__Problem details__. Rewrite every entry with "Please put a point on" replaced by "Place a single marker on" and all other text unchanged. Omit the pictures from the output.

__Image object location entries__.
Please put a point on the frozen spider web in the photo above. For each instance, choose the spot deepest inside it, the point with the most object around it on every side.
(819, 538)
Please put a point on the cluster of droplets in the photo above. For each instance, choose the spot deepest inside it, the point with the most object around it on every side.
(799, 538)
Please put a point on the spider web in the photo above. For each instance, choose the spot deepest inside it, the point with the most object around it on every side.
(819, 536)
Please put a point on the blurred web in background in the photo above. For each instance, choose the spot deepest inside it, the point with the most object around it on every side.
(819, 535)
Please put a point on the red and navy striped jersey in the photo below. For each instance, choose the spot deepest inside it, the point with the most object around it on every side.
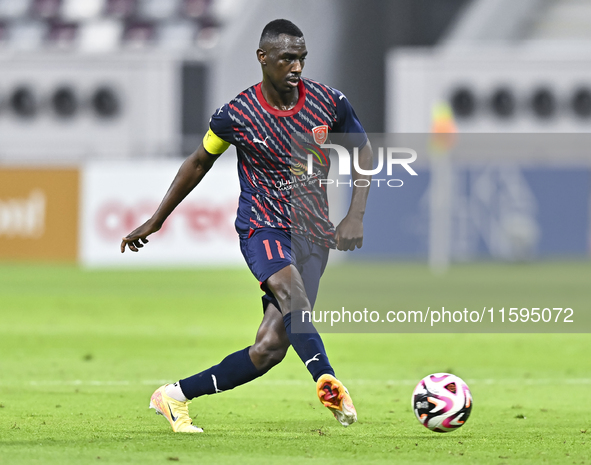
(275, 190)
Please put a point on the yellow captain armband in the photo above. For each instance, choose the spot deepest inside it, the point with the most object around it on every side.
(214, 144)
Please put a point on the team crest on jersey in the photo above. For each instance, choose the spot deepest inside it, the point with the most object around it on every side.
(320, 134)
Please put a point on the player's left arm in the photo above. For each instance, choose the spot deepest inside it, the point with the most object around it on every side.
(349, 232)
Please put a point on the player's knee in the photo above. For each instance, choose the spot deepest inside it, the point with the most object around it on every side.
(268, 353)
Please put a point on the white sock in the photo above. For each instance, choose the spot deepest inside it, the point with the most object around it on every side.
(175, 391)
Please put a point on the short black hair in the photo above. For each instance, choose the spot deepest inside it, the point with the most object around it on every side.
(280, 26)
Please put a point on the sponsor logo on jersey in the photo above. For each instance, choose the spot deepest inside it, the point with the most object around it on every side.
(320, 134)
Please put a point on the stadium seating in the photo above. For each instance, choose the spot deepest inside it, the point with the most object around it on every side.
(107, 25)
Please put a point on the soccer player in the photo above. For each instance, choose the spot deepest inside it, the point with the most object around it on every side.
(284, 242)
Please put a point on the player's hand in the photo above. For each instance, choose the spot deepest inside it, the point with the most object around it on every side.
(349, 233)
(136, 239)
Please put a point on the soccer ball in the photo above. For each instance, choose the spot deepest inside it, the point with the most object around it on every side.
(442, 402)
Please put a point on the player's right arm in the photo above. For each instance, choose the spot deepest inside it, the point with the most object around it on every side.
(191, 172)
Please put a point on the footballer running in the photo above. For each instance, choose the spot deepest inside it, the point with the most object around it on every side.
(285, 242)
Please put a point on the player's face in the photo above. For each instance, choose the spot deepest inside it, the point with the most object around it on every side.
(283, 61)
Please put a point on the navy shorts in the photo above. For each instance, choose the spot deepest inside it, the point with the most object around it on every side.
(269, 250)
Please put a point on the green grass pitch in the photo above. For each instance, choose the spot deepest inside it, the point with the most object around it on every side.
(82, 351)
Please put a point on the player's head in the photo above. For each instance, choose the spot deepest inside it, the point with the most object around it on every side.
(281, 53)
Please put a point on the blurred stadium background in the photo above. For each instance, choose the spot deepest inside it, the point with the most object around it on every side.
(100, 99)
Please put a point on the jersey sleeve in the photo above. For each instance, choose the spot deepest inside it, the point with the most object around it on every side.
(348, 123)
(220, 134)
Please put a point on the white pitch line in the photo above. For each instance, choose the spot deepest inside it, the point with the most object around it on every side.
(302, 382)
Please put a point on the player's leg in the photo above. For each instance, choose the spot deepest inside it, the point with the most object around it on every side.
(288, 288)
(271, 342)
(296, 293)
(269, 349)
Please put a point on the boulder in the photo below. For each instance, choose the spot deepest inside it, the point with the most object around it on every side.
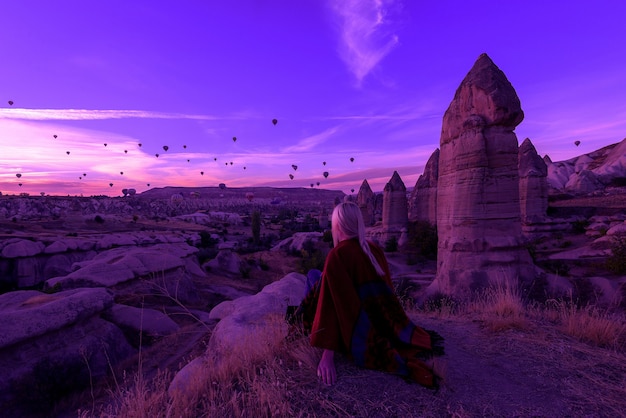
(18, 247)
(533, 187)
(27, 314)
(248, 325)
(118, 265)
(150, 322)
(251, 315)
(478, 205)
(298, 241)
(52, 344)
(226, 262)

__Final answer__.
Place a single marker on the frozen spider web in the photo above. For each instance, choose the spot deepest inside it, the point with the most object around it on every side.
(819, 538)
Place a single marker on the cluster of droplets in the photo above. For each instance, choose the spot deepest inside it, the point with the most object around it on every side.
(799, 538)
Place a single marker on the spider web in the photo above. For each instance, choose the spot deepest inside it, the point with the most object around it on every side.
(819, 536)
Place a single marker on the blurred web in background in the photo above. For each instance, choose the spot deepest inside it, the point with the most object around it on every side.
(819, 535)
Place a single marker on the red and navy striped jersey in the photo below. For each instance, choose the spot deepest inside it, the point with the most object around it on every side.
(275, 190)
Place a single marker on the yellow captain armband in the photo above. For each instance, choose the spot deepest inside it, the point with the most object around it on every side.
(214, 144)
Place a single marker on the team crest on jersey in the photo above. For each instance, choose the spot deepest inside it, the point with the most object around it on every side.
(320, 134)
Place a single marker on the player's left arm in the photo above. For each instance, choose the spot deepest inside it, the point with the most object around it on every side.
(349, 232)
Place a single marker on the player's knee in the photo above. For each instance, choose the spot deepest inside it, the point with the most object around it on every side.
(268, 353)
Place a single marker on the white sock in the photo above. For each instance, choose the spot deepest inside it, the point with the most object around it on every side.
(175, 391)
Place a single marker on the short black hair in the photo above. For each instance, choose the spot deepest inside it, the point with the most object around it on every side.
(280, 26)
Place a single marker on the sponsor logo on jersey in the photo above. For each instance, choose the spot deepest inside it, the point with the most object around it on every side.
(320, 134)
Place a single marker on the stadium seating in the photo above. For each instance, choose the spot deepest inside it, the point with the most object around it on every side.
(107, 25)
Place a single marker on the soccer player in the photo above. For each instance, choose the spot deepest inside it, the point with the most object around it on every side.
(284, 242)
Place a single marker on the player's hand in the photo above. For each instance, choose the spot deepest inside it, the point with the most object around it on every side.
(349, 233)
(136, 239)
Place a single marker on the soccer ball in the photo above. For each instance, choose the spot deepest inside it, the point with the most object around it on every side.
(442, 402)
Place a single marker on the player's right arm in the photo above. For each instance, choose the spot deepest inside it, the point with the most object around it on every side.
(191, 172)
Place a single marker on the footballer running in the photo above. For each instance, choose the spot deepest inside it, the point with the most object around it on every side.
(285, 242)
Place a single marker on the player's face in the photo above. For each instance, choose the spot deepest inside it, the point with the most object around it on every side.
(283, 61)
Place a single marker on the navy shorts in the photo above. For each instance, choose the spot deepest inside it, the point with the most object around it on every side.
(269, 250)
Place a single marker on the green grass pitch in the photo above. For each instance, choose the spot deepest inside it, the point with the most object around it on every side.
(82, 351)
Place a single marker on the player's head in the photo above. For each instance, choose the spot deepest inside it, the point with the most object around it on every side.
(281, 53)
Place a single marker on the blurred stadium background in the photo above. For each instance, choose the spot deepest inside it, the point with the most object around it on every side.
(100, 99)
Place a single marker on the jersey sleeve in the photo above. For each instance, choose the spot deepest inside it, the point with the most object around it on every side.
(348, 123)
(220, 134)
Place a single marker on the white pitch line in the photo above. For each instance, choose the spot deepest inside it, the point with the most object around it on every side.
(302, 382)
Place a single marker on the player's leg in the photo above. For each instance, choose the spot deepest inside it, the point with the most object around it on every side.
(288, 288)
(271, 342)
(296, 293)
(269, 349)
Place a single marker on the boulder in the photo below. For each instance, choose the spot deepest inside it, the point with the most object around it on every side.
(18, 247)
(533, 187)
(27, 314)
(248, 325)
(118, 265)
(150, 322)
(251, 315)
(478, 205)
(298, 241)
(52, 344)
(226, 262)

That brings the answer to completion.